■ ABOUT THIS TASK
Your answer should be the data below, reproduced with nothing changed.

■ INPUT FOR THIS TASK
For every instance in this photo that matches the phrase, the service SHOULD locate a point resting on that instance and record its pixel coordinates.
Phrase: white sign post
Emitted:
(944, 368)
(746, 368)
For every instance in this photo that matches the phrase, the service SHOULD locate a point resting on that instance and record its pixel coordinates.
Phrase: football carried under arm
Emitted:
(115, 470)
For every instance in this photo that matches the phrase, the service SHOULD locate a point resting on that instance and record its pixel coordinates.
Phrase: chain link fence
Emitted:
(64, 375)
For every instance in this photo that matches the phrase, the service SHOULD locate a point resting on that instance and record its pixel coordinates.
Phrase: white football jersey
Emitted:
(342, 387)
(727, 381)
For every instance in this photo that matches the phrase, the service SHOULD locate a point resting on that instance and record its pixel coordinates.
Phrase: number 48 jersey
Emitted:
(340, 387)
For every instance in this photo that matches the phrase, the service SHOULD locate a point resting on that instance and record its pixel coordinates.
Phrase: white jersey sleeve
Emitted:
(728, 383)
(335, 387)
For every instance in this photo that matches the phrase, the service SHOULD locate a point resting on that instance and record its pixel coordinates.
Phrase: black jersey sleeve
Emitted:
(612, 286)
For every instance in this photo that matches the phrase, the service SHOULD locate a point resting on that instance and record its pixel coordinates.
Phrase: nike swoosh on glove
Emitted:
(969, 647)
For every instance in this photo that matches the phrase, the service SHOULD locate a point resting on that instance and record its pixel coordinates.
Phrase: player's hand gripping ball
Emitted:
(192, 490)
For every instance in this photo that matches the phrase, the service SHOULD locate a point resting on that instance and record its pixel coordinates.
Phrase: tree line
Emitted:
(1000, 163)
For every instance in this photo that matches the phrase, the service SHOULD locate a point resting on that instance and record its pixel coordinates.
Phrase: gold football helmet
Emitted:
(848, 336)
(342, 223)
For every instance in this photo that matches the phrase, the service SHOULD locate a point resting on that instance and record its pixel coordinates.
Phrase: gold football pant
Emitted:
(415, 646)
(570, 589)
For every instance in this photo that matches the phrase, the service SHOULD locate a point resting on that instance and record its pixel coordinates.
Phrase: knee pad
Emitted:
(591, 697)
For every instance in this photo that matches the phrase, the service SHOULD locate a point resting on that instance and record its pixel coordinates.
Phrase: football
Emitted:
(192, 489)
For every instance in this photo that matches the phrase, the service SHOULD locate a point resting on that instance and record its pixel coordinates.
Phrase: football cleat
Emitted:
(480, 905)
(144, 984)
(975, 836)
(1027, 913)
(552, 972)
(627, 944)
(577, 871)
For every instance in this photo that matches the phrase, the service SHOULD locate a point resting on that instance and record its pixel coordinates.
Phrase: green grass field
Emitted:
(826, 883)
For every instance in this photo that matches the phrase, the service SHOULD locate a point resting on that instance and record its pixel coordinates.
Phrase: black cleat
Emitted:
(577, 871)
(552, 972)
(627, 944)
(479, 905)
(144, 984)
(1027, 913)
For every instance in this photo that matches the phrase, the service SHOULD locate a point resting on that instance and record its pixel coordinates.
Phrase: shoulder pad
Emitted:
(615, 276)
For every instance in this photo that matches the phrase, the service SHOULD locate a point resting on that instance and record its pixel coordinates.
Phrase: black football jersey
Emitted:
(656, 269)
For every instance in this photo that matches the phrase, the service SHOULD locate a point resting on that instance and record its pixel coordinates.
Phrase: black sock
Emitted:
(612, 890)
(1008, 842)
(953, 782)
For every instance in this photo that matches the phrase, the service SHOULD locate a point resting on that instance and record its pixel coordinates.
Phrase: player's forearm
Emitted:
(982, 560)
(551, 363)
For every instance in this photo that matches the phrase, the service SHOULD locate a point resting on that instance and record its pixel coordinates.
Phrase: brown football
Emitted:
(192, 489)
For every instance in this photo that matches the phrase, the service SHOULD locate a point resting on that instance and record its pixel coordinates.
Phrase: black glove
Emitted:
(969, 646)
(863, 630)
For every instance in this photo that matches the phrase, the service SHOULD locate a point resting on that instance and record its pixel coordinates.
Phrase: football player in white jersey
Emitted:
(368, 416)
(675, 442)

■ TASK SOLUTION
For every instance in this photo that matches the phrase, the service SHOULD locate a point resting on that instance and record its pixel coordinates.
Phrase: white sign post
Emitted:
(944, 368)
(746, 368)
For every instance in this photo that matches the phrase, the service SHOULD locate a point resting on that instance and record its pixel coordinates.
Phrase: football carried under arm
Emitted:
(115, 470)
For every instance in this photo that matches the phrase, the service SHOULD locate a point resting on that instance and record its pixel coordinates.
Phrase: chain link fence
Emitted:
(64, 375)
For every instance in this photo that matches the phrase, the service SHOULD locate a point resting on that instance and record its pixel coordinates.
Phrase: white football jersey
Emitted:
(342, 387)
(727, 381)
For every instance in this photo that matches the phrase, the service SHOULD locate a point resting on that instance and record its pixel coordinates.
Phrase: number 48 jersey
Emitted:
(340, 387)
For every instance in this photo that matches the phrase, the service SHOULD locate a point resting on that instance and record its pixel coordinates.
Phrase: white jersey sleeve
Emitted:
(728, 383)
(335, 387)
For every instance in this photo that matches the phrase, the service SHOULD locate a point resting on that instance and record its pixel coordinates.
Phrase: black jersey sleeve
Emitted:
(612, 286)
For every instance in this photo that matches the phrase, the service SHOULD locate a point resting on that instance and record its pixel coordinates.
Phrase: nike swoosh on glove
Emitted:
(969, 647)
For every instance in this photo that matches the phrase, the service SHOULD locate a point resting on that instance and record its pixel coordinates.
Phrase: player's hand gripping ball
Emitted:
(192, 490)
For every instance in this photo that matches the phrase, the service SHOULD locate a point resting on that instance and record its pixel coordinates.
Phrase: tree line
Emitted:
(1000, 163)
For every instance in this photo that matches the phrase, the service SHOULD locate a point resting on that instance and record its pixel coordinates.
Phrase: gold football helmet
Emitted:
(848, 336)
(342, 223)
For every instance in this photo that matches the phrase, the service SHOULD locate a point resting on that instance and record its pixel coordinates.
Phrase: gold football pant
Emitted:
(415, 646)
(570, 589)
For every instance in this photo that matches the phrase, the service SHOULD locate a point resting on that instance and record its pixel coordinates.
Phrase: knee pad
Emitted:
(591, 697)
For every instance in this photo that matches the phrase, the service SHOULD locate a point resting on that instance and record its pixel coordinates.
Phrase: football
Emitted:
(192, 489)
For every instance in this photo that matches the phrase, the service SHOULD locate a point resting on that instance and record its pixel coordinates.
Phrase: football cleat
Emitted:
(480, 905)
(144, 984)
(975, 836)
(1027, 913)
(552, 972)
(627, 944)
(577, 871)
For every instance in this photo that matches the phrase, the service SHOULD locate a point resting on that instance and record its pixel coordinates.
Phrase: green grass field
Emitted:
(826, 883)
For every instance in this photo that matches the phrase, the service SHOULD locate a point resting on that instance and record its pixel coordinates.
Phrase: black cleat
Emitted:
(577, 871)
(552, 972)
(627, 944)
(479, 905)
(144, 984)
(1027, 913)
For every instance in this photo that matches the phrase, the service SHOULD locate a point resting on that instance and record its pixel coordinates.
Phrase: shoulder pad
Emitted:
(615, 276)
For every instance in this photo that matches the phrase, the service SHOULD locate a point resting on that instance and record its pixel coordinates.
Phrase: black football jersey
Emitted:
(656, 269)
For every instance in this photo that matches the phrase, the service SHOULD locate a point resting on that instance and record its pixel coordinates.
Phrase: black sock
Emitted:
(612, 890)
(1008, 842)
(953, 782)
For every instance in this photo that matches the phrase, the service SHOULD locate a point resting on that instance and record its pixel coordinates.
Phrase: player's forearm
Emitted:
(982, 560)
(551, 363)
For every instance in this photo that matches the phrase, the service SHOULD locate a point resting on that instance and record its pixel coordinates.
Phrase: brown football
Emitted:
(192, 489)
For every instance in this photo that matches the phrase, the service SHOULD locate a point resting on that instance and record its pixel coordinates.
Phrase: black glove
Emitted:
(969, 646)
(863, 630)
For every instance in this photo that matches the phrase, the service SHOULD locate a point resting on that instance and record its pixel coordinates.
Phrase: football player in white jersey
Emitted:
(368, 416)
(675, 442)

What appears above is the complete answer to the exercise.